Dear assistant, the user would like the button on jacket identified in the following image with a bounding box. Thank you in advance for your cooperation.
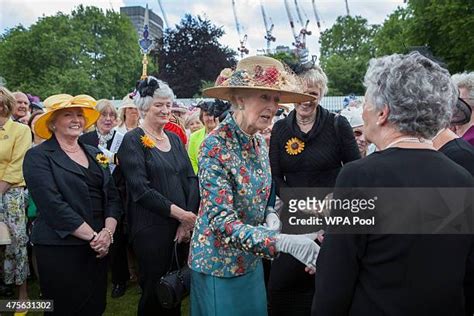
[189,115,278,278]
[0,118,31,187]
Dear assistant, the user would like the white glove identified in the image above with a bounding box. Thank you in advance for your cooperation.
[265,211,282,232]
[274,196,284,213]
[276,233,320,269]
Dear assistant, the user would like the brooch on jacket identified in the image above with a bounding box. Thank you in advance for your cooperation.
[140,135,155,149]
[96,153,110,168]
[285,137,305,155]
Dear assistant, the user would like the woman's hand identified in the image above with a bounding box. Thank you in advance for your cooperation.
[180,211,197,230]
[170,205,197,230]
[175,224,191,243]
[90,230,112,258]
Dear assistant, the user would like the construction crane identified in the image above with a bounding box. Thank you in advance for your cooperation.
[284,0,309,62]
[231,0,249,58]
[294,0,311,37]
[157,0,169,29]
[311,0,322,32]
[260,0,275,53]
[284,0,300,48]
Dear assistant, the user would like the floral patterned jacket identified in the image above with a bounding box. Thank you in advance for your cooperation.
[189,115,278,278]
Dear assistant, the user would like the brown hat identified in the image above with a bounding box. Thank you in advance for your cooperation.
[203,56,316,104]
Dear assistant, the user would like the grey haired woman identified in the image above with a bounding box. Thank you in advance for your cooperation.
[117,76,198,315]
[312,52,474,316]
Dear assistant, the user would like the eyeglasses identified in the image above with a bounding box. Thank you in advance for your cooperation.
[101,112,117,119]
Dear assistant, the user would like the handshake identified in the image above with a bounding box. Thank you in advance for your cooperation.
[264,202,321,272]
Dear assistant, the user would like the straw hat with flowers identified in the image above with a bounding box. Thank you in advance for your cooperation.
[34,94,100,139]
[203,56,315,104]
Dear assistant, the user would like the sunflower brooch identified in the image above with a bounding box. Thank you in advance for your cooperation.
[96,153,110,168]
[285,137,305,155]
[141,135,155,149]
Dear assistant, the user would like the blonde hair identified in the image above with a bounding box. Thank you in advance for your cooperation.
[95,99,117,117]
[0,86,16,117]
[185,110,201,129]
[300,65,328,96]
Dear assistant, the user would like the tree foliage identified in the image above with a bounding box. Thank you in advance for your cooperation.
[269,51,306,74]
[374,1,474,73]
[407,0,474,73]
[373,7,412,57]
[0,5,143,99]
[319,16,378,95]
[157,14,236,98]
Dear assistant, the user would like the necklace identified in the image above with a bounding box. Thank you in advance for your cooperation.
[296,115,316,126]
[384,137,433,149]
[140,125,166,141]
[61,145,81,153]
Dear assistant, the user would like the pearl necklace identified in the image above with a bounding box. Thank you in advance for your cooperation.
[140,125,166,141]
[384,137,433,149]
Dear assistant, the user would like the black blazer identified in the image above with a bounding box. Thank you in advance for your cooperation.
[23,136,122,245]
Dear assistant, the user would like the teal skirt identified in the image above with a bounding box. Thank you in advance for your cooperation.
[190,261,267,316]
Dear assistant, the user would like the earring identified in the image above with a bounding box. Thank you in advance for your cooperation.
[376,122,380,125]
[238,105,244,110]
[52,126,56,130]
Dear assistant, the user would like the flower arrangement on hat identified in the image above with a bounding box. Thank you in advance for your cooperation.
[204,56,312,104]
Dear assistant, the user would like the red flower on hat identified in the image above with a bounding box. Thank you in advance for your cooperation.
[263,66,280,86]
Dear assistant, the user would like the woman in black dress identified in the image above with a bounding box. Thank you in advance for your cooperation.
[80,99,130,298]
[23,94,122,315]
[117,76,198,316]
[312,52,474,316]
[268,66,360,315]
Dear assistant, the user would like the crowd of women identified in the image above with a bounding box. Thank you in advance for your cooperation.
[0,51,473,316]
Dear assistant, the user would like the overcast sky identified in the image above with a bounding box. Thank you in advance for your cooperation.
[0,0,405,59]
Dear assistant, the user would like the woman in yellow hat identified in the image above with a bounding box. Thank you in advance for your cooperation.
[23,94,122,315]
[188,56,321,315]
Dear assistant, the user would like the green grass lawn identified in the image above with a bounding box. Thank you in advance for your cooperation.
[6,276,189,316]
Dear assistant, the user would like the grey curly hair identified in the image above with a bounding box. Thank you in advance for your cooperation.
[133,76,175,117]
[364,52,457,138]
[451,71,474,106]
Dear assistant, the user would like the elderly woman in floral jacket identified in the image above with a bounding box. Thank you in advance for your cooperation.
[189,56,321,315]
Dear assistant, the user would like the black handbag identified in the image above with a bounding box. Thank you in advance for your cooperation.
[156,241,191,309]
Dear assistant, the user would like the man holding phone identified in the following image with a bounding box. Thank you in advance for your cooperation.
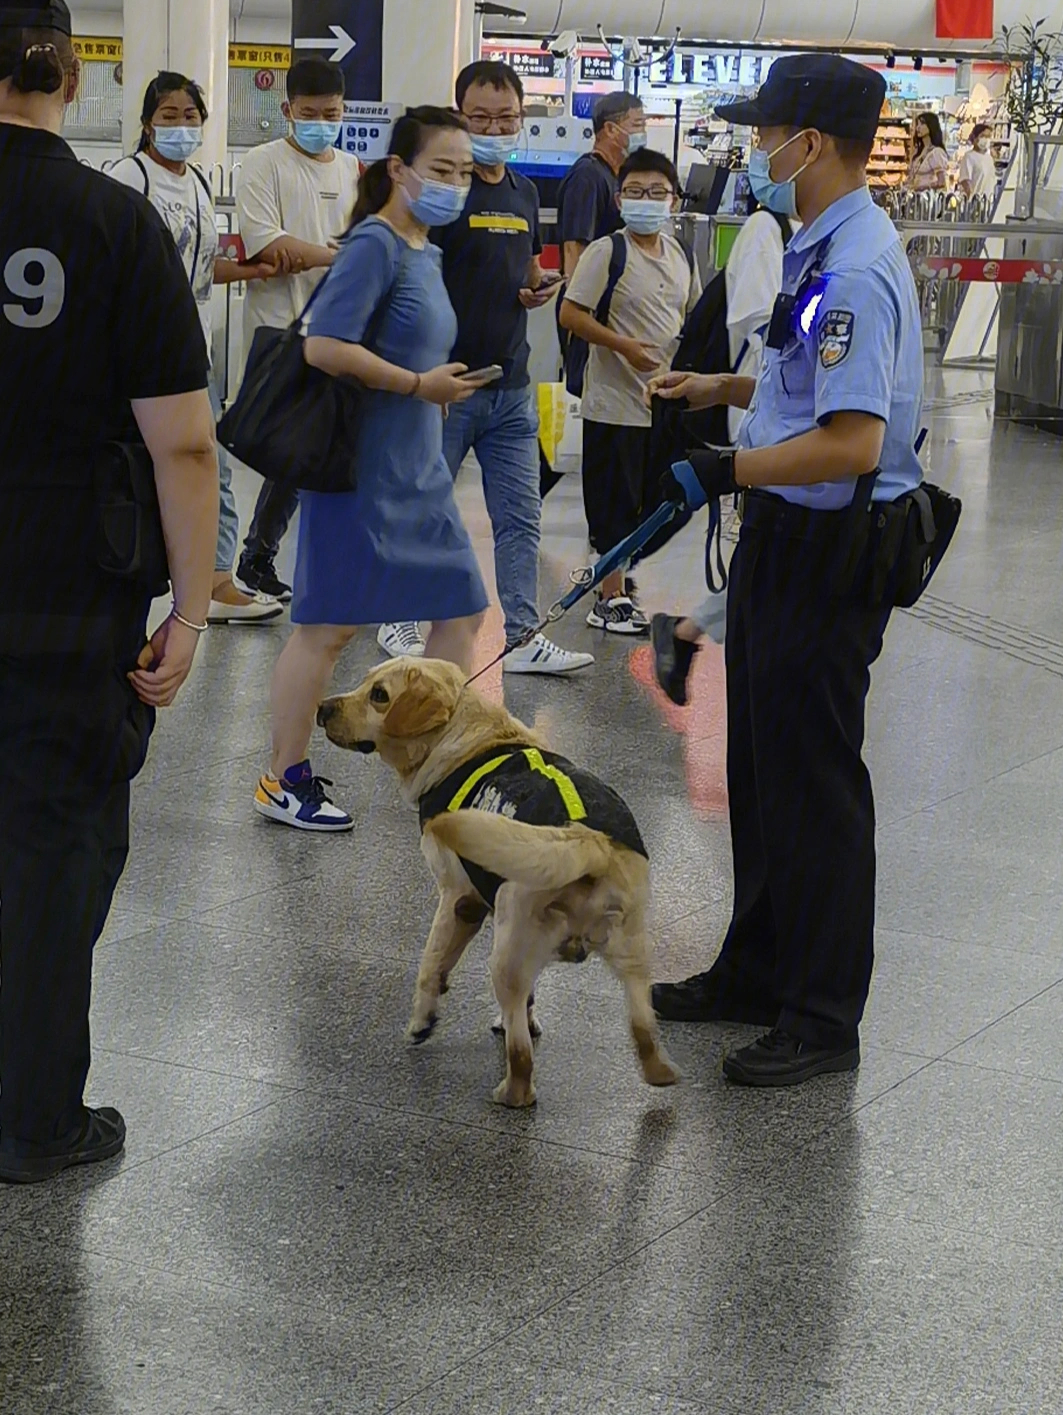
[377,60,592,676]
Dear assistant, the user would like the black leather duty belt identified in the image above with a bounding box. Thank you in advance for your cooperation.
[738,488,856,544]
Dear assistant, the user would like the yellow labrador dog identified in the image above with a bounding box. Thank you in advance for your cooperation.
[317,659,679,1108]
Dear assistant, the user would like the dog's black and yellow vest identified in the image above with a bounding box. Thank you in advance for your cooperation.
[418,745,648,907]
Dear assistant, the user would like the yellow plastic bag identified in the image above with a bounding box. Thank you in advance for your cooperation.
[537,381,568,470]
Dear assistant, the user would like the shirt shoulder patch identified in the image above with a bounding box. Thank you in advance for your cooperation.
[819,309,855,369]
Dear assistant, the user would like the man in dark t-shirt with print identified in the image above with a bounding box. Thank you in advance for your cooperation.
[556,91,647,280]
[382,61,592,677]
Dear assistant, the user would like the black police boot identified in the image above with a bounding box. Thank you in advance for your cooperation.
[722,1030,860,1088]
[651,614,700,706]
[0,1106,126,1185]
[236,552,292,604]
[651,969,778,1026]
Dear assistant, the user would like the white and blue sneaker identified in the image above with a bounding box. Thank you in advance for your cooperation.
[503,634,594,676]
[254,762,354,832]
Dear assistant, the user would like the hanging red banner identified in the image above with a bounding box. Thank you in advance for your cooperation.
[936,0,994,40]
[910,255,1063,284]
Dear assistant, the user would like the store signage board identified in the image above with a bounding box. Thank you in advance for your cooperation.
[72,36,122,60]
[340,101,402,161]
[580,54,618,83]
[509,51,556,79]
[230,44,293,69]
[291,0,384,104]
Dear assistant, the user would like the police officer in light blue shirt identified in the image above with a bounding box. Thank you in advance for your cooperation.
[649,55,924,1088]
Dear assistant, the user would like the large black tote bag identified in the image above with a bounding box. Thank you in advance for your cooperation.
[218,229,401,494]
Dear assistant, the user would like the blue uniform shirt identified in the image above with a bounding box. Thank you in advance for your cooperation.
[738,186,924,508]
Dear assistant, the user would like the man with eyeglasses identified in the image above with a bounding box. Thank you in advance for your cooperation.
[377,60,593,676]
[557,90,648,281]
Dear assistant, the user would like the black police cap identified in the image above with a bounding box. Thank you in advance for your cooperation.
[715,54,886,143]
[0,0,72,34]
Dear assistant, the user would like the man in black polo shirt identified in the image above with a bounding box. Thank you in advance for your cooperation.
[394,60,592,677]
[0,0,216,1182]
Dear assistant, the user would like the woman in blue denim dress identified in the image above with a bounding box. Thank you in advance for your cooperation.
[256,107,495,832]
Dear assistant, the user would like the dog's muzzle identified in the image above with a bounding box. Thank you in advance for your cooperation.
[353,740,377,755]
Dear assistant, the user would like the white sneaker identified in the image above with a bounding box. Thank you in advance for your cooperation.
[377,622,426,658]
[207,590,283,625]
[503,634,594,676]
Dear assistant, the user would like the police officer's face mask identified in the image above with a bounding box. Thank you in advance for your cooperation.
[748,130,815,219]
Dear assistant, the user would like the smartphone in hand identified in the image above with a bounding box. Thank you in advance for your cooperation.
[460,365,504,384]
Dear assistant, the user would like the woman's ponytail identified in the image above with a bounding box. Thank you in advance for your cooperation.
[348,158,393,229]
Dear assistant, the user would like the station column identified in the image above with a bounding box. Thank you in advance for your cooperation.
[122,0,230,171]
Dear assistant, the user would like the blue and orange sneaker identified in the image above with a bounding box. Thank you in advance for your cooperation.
[254,761,353,832]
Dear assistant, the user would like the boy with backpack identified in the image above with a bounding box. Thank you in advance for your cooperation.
[560,148,701,634]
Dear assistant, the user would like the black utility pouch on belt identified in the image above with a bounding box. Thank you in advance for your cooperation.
[869,482,962,608]
[836,474,962,608]
[92,442,170,598]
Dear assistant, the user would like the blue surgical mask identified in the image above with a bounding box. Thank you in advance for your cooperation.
[620,197,672,235]
[405,174,471,227]
[747,131,812,219]
[626,130,649,157]
[292,120,342,155]
[153,126,203,162]
[470,133,518,166]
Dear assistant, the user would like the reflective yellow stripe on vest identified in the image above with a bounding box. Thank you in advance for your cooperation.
[447,754,515,812]
[522,749,587,821]
[445,749,587,823]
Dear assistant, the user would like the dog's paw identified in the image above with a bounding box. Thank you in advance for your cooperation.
[492,1078,537,1108]
[642,1052,681,1087]
[407,1014,438,1044]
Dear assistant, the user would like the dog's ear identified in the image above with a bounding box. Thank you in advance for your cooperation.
[382,669,457,739]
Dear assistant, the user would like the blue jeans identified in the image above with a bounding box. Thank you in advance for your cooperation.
[209,378,239,575]
[442,385,541,645]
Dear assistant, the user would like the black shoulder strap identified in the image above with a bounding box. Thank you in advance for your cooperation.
[595,230,628,329]
[190,163,213,199]
[768,209,794,246]
[132,155,150,196]
[298,220,405,349]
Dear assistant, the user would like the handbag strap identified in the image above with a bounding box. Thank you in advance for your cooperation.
[293,220,405,348]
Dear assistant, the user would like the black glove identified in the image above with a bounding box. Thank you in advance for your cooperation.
[661,449,738,512]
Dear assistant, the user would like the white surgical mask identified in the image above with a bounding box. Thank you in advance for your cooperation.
[620,197,672,234]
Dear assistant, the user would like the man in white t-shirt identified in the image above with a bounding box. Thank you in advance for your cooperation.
[234,58,360,602]
[958,123,997,200]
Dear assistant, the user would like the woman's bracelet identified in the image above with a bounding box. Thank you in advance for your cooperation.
[409,372,422,398]
[170,606,210,635]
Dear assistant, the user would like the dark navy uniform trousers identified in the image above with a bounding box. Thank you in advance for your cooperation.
[716,511,892,1050]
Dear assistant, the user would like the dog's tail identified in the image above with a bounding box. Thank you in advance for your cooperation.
[426,811,614,891]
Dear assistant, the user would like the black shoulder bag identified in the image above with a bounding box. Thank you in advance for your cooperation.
[217,226,404,494]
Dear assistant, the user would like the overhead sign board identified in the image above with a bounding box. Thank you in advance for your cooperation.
[340,101,402,161]
[291,0,384,104]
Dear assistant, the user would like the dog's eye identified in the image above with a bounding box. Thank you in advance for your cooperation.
[369,686,390,708]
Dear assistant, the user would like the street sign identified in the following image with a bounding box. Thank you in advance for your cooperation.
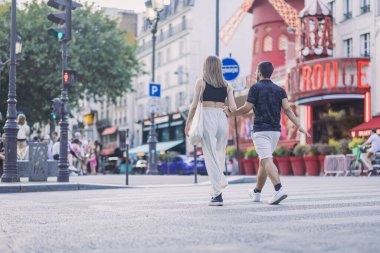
──────────
YOUR OBJECTIVE
Everything from the line holding "Dear assistant, the user would like the handbag" through the last line of the listing should be written out exactly, except for the pictures.

RESPONSE TO THE TASK
Dear assistant, the user would like the handbag strap identified in the image above with a bounding box. Thank you in advance for your cooperation.
[293,220,405,348]
Dear assistant, the user would like the black glove identified in the image above with a bounding box. Thank you in advance for your cooperation.
[661,449,738,512]
Dear assistant, the user would like the white surgical mask identified in the image above with a bounding box. Thank you in advance for your cooperation.
[620,197,672,234]
Dear assistant, the user would like the man in white t-shirt identified in the image above with a bounding box. Thank you in advance for your cooperation.
[234,58,360,602]
[958,123,997,200]
Dear assistant, the user would like the woman's bracelet identified in the image above with a bounding box. Thank you in advance for your cooperation.
[409,372,422,398]
[170,606,210,635]
Dear assistant, the user would like the dark navy uniform trousers identified in the image above with a bounding box. Thank you in advance for your cooperation.
[716,511,892,1050]
Dear assistant, the user would like the dog's tail identified in the image above with a bounding box. Thank you in advance for your cooperation.
[426,811,614,891]
Dear assistant, the user would like the black shoulder bag identified in the image above with a bounding box. Thank you in advance for your cooperation.
[217,226,404,494]
Dear assistant, the user would like the overhead sign board identified in the image above with a bounding box. Thank you in advance for your cooperation.
[340,101,402,161]
[291,0,384,104]
Dear assistant, the user would like the dog's eye identified in the image above with a bounding box. Thank you in advance for your cooperation.
[369,686,390,708]
Dear assistant, the user would like the street sign identified in the following image with a bounding box. Thank you in advance for your cooperation.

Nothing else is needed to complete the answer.